_TASK PROMPT_: Your output should repeat each record below with no differences.

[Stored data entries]
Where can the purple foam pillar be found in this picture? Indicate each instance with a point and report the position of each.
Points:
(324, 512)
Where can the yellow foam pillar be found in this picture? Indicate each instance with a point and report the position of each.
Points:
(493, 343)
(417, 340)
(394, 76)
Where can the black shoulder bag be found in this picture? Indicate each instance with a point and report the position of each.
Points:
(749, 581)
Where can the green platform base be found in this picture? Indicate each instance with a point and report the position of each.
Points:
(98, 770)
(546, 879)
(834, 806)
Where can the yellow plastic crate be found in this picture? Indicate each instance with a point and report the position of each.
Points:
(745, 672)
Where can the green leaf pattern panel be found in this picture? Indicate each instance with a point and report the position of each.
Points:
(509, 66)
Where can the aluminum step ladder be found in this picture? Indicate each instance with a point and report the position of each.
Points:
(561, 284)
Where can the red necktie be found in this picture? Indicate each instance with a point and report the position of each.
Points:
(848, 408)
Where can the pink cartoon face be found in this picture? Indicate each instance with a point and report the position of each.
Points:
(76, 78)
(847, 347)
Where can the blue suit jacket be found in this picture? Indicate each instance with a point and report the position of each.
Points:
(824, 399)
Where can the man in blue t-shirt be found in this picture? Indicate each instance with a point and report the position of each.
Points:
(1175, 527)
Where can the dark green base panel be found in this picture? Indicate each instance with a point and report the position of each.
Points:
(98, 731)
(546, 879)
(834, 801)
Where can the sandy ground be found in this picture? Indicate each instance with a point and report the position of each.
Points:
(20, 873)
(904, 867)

_FINAL ANSWER_:
Where can the purple foam pillar be found in this picture? Indicate each instance with a point and report the position of each.
Points:
(324, 512)
Where can the yellow foam pillar be found in this picture? Indicate each instance with a point and report the position of each.
Points:
(493, 343)
(417, 340)
(394, 76)
Where can the black shoulder bag be found in this picture? Indicate each instance with a point and report the position of each.
Points:
(749, 581)
Where can the green platform base be found in this picture? Indicate each instance with a point and report the position of each.
Points:
(98, 770)
(546, 879)
(834, 806)
Where can the yellow plastic crate be found in this picture? Indicate each instance with a point and report the position of each.
Points:
(745, 672)
Where can the green leaf pattern panel be found in this picture? Indicate each instance with a point and report the position of each.
Points:
(509, 66)
Where can the aluminum step ladder be found in this picture? Indicate each instance with a point and report the position of each.
Points:
(561, 284)
Where can the red necktie be found in this picture? Indicate each instance with a point and report the position of each.
Points:
(848, 408)
Where can the pink cartoon face be found in this picture? Indicate each instance with a point and report the position of each.
Points:
(76, 78)
(847, 347)
Where can the blue suit jacket be found in this picture? Indicate each instance with a point and report the position of each.
Points:
(824, 399)
Where can the man in blue t-shirt be found in this picture? Indicate each instance with a point and report the position of each.
Points:
(1175, 527)
Where can the dark green base panel be found in this picture? Indicate each instance with a point and report the position of each.
Points:
(98, 731)
(546, 879)
(834, 801)
Where can the sandy ground be found in this picture? Indicate each instance with a point and report the position of each.
Points:
(20, 873)
(904, 867)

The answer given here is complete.